— What is being asked —
Lift out, unaltered, the lines of the material below between the line holding "Objective — for every instance of the waiter" and the line holding "Objective — for every instance of the white", counting both.

Source material section start

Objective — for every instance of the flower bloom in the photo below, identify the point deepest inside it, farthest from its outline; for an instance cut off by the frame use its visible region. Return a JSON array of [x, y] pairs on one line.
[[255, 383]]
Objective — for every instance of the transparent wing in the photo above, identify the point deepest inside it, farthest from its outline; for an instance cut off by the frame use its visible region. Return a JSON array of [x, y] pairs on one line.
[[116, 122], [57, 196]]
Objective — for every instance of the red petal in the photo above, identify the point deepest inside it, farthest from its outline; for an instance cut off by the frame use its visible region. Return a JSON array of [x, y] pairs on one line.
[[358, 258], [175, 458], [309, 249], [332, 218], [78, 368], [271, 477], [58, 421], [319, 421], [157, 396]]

Source material section end
Source material section start

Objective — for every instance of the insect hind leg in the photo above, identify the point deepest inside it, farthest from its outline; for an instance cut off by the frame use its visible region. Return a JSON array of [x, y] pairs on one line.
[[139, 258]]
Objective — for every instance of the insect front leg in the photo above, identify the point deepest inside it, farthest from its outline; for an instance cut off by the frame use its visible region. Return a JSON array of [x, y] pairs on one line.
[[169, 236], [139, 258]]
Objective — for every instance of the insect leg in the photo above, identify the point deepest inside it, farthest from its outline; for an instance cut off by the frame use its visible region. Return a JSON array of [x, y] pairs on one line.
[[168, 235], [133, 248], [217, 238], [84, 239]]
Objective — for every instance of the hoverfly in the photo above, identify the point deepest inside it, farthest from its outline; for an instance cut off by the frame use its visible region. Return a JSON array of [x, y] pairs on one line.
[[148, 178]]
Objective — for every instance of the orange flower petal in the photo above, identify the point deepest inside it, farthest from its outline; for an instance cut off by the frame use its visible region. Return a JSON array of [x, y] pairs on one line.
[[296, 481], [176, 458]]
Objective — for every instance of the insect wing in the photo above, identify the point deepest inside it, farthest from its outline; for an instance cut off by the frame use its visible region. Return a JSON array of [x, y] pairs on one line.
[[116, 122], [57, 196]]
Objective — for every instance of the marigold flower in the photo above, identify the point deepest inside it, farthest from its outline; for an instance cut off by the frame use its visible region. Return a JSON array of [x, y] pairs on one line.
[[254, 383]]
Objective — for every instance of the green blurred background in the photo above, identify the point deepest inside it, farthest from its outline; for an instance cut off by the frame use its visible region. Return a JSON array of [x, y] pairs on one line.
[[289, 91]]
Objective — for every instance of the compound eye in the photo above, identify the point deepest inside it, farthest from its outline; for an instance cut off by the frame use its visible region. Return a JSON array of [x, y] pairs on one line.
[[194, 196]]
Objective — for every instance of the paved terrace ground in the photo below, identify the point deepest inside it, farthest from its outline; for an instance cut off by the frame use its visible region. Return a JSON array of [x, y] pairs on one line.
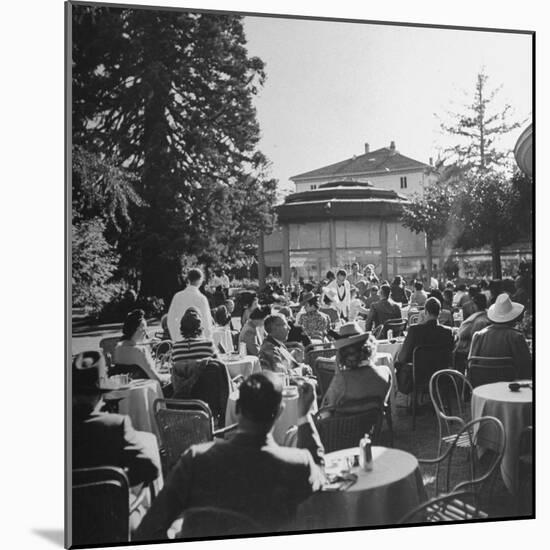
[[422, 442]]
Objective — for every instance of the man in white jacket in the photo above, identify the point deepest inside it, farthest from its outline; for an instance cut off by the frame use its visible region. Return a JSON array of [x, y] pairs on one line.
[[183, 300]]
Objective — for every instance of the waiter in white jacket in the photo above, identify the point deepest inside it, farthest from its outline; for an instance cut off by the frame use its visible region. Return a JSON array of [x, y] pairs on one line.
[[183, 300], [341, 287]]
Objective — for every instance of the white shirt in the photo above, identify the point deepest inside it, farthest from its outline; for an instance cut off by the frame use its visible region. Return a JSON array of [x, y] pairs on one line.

Source material section end

— Reply to the exercise —
Objective — for every instance of the waiter in white jacket in the photo above, identify the point deepest inside it, farthest from its outline; for an instance cut off by the frame use its visible region. Return a JSON array of [x, y] pairs on one line.
[[183, 300], [341, 287]]
Objective — for every instance of the white shirt in the photo above, identify the point deepest inside it, farthest from its outline; for an instance cut off by the frame use its visible region. Return a JSON array of [x, y] pairs on one line.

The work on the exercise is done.